> [SUPPLIED PASSAGE]:
□ □ □ □ □ □ □
When the Answer is a Pill (...and when it isn't)
- Angharad Thomas
- Apr 25
- 2 min read
Updated: May 3

It’s often the first thing offered. You go to your GP, tell them you're struggling, and they write you a prescription. Quickly. Kindly. Often with the best of intentions. Because they want to help. And because they have limited time, limited options — and medication is what the system can offer.
And for some people, it helps. Medication can provide relief, stability, a bit of breathing room when everything feels unbearable. It can interrupt a spiral. It can save a life.
But it’s not the whole answer. And for many, it isn’t the right one.
Because pain has meaning. It speaks. Even when it’s uncomfortable or overwhelming or inconvenient. And when we numb it too quickly, silence it too completely, we lose something — a signal, a story, an invitation to understand ourselves more deeply.
Medication doesn’t ask why. It doesn’t wonder what your anxiety might be trying to protect. It doesn’t sit with your grief, your rage, your shame. It can flatten, dull, suppress. It can make it harder to cry. Harder to feel. Sometimes that’s necessary. And sometimes… it’s a kind of disappearance.
□ □ □ □ □ □ □
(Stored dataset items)
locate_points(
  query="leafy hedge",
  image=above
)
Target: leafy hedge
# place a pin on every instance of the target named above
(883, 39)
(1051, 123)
□ □ □ □ □ □ □
> [REQUIRED TASKS]:
1. Answer these questions from the post about medication, one line each:
(a) What read time does the post give?
(b) What does the post say medication can interrupt?
(c) What does the post say medication doesn't ask?
2. Extract from the post about medication the passage from "But it’s not" up to and including "kind of disappearance.".
3. Write the next part of the post about medication, picking up after its final sentence.
You can set the listing aside, since none of the work depends on it.

> [PER-TASK OUTPUTS]:
1.
(a) 2 min
(b) A spiral
(c) Why

2.
But it’s not the whole answer. And for many, it isn’t the right one.
Because pain has meaning. It speaks. Even when it’s uncomfortable or overwhelming or inconvenient. And when we numb it too quickly, silence it too completely, we lose something — a signal, a story, an invitation to understand ourselves more deeply.
Medication doesn’t ask why. It doesn’t wonder what your anxiety might be trying to protect. It doesn’t sit with your grief, your rage, your shame. It can flatten, dull, suppress. It can make it harder to cry. Harder to feel. Sometimes that’s necessary. And sometimes… it’s a kind of disappearance.

3.
Coming off medication — if and when that happens — can be its own reckoning. The feelings return. The questions, too. And often, people feel unequipped to meet them, because no one ever helped them learn how.
Therapy doesn’t offer quick relief. But it does offer something else. A space to turn toward what hurts — with someone beside you. To hear what your pain is saying. To find your footing without needing to silence your experience.
Medication isn’t bad. It’s just not always enough. Sometimes, what we need most is not to be managed — but met.
For a deeper dive into the history and impact of psychiatric medication, you might like Anatomy of an Epidemic by Robert Whitaker.